Task:
Look through the listing below and write out exactly the lines from the line with "of the nightstand." to the line with "fan light fixture.", both included, and no others.

+++ Supplied records +++

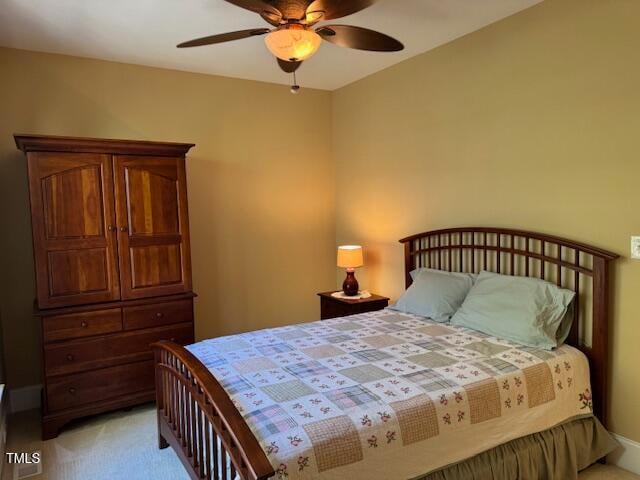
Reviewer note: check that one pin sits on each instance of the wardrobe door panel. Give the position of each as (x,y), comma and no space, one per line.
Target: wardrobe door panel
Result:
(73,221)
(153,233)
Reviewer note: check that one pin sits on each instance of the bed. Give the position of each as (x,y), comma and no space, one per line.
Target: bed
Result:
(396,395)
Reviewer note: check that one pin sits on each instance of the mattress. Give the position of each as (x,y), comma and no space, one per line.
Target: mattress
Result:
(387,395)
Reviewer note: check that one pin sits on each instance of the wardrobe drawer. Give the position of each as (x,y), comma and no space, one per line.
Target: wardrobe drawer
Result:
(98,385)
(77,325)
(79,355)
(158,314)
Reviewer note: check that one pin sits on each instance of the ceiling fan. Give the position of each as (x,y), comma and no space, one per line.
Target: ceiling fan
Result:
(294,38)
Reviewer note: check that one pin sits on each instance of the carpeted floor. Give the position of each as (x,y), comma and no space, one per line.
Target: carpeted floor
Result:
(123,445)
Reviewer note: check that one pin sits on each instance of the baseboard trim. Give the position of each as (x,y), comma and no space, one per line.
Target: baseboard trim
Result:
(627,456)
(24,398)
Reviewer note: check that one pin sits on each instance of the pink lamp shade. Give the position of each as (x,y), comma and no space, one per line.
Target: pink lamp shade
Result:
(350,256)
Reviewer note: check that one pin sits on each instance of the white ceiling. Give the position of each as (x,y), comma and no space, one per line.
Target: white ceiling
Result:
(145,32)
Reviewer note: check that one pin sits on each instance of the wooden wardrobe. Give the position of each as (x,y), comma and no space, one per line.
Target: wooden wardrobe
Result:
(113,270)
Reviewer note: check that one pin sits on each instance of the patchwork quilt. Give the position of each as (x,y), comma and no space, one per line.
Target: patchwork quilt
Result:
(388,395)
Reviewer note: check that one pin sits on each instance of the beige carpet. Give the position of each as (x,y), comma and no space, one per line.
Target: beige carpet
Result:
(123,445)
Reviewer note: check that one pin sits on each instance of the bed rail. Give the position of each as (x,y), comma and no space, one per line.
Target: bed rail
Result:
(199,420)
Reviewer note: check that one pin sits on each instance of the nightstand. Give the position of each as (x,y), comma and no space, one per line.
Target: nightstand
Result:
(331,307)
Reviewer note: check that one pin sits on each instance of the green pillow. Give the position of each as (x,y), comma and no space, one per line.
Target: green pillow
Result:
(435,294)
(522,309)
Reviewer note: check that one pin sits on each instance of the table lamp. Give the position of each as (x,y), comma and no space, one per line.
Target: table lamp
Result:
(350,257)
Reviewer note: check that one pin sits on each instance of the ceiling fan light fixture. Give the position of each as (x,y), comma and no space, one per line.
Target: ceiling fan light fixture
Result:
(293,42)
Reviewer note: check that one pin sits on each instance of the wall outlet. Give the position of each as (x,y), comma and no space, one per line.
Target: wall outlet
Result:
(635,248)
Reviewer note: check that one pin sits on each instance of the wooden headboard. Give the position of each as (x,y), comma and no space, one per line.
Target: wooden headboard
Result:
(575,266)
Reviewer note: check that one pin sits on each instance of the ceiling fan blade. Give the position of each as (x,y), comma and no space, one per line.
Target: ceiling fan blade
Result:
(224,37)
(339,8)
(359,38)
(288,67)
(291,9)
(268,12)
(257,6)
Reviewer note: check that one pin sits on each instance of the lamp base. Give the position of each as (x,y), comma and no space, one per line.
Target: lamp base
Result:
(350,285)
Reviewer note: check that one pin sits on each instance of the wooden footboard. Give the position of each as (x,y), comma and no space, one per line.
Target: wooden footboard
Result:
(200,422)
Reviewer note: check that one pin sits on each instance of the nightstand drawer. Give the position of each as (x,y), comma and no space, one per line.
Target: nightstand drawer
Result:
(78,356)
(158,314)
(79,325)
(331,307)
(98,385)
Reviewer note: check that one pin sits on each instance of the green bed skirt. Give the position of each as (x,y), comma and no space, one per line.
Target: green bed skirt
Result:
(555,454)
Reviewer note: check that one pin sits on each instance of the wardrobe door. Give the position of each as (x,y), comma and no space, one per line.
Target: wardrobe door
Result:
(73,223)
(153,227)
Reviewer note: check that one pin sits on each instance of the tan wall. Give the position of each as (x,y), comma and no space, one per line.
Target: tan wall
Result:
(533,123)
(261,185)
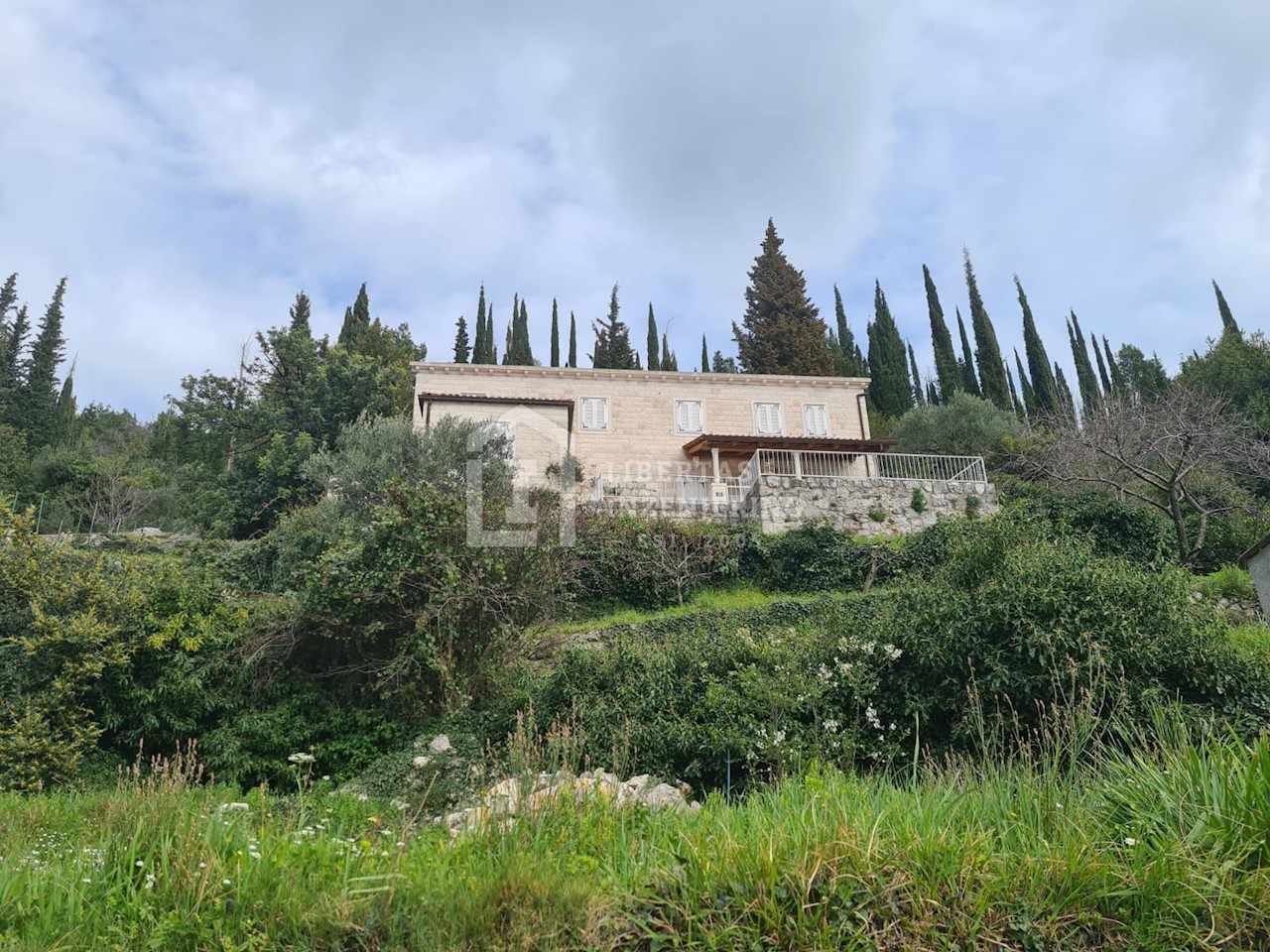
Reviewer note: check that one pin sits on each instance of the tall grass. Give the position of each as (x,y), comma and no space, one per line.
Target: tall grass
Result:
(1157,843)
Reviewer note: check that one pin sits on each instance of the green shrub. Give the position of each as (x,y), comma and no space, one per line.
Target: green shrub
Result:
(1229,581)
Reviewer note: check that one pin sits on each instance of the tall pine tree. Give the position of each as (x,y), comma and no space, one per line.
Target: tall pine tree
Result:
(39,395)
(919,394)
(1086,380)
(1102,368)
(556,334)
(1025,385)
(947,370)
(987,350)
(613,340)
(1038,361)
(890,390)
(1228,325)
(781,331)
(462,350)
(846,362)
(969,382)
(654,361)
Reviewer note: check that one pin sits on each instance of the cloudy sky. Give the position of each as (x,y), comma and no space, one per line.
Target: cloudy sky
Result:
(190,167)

+++

Task answer:
Reviewer note: check that one pin sits on each instance of the nightstand. Give the position of each as (x,y), comma and no space, one per line.
Target: nightstand
Result:
(331,307)
Reviewer note: check that one pin sits on each instance of the green pillow. Give the position of each as (x,y), comma and no space, one per line.
Target: green pillow
Result:
(435,294)
(522,309)
Reviewer note: check that one pin sits on each instance of the table lamp. Give the position of each as (x,y), comma and no space, one per line.
Target: table lamp
Result:
(350,257)
Reviewer note: check that one pin sits on each instance of the ceiling fan light fixture. Give the position of each as (x,y), comma and no space, one per line.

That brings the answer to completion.